» What is expected: Arrange every line of the items below as a numbered list, leaving out any blank lines.
>> begin Task input
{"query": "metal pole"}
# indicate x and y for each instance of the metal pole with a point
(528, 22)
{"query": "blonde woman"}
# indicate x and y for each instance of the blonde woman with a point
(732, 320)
>> end Task input
» Reply to the exercise:
1. {"query": "metal pole"}
2. # indicate x and y for each instance of the metal pole with a point
3. (528, 22)
4. {"query": "blonde woman"}
5. # indicate x and y for each instance of the blonde woman with a point
6. (732, 320)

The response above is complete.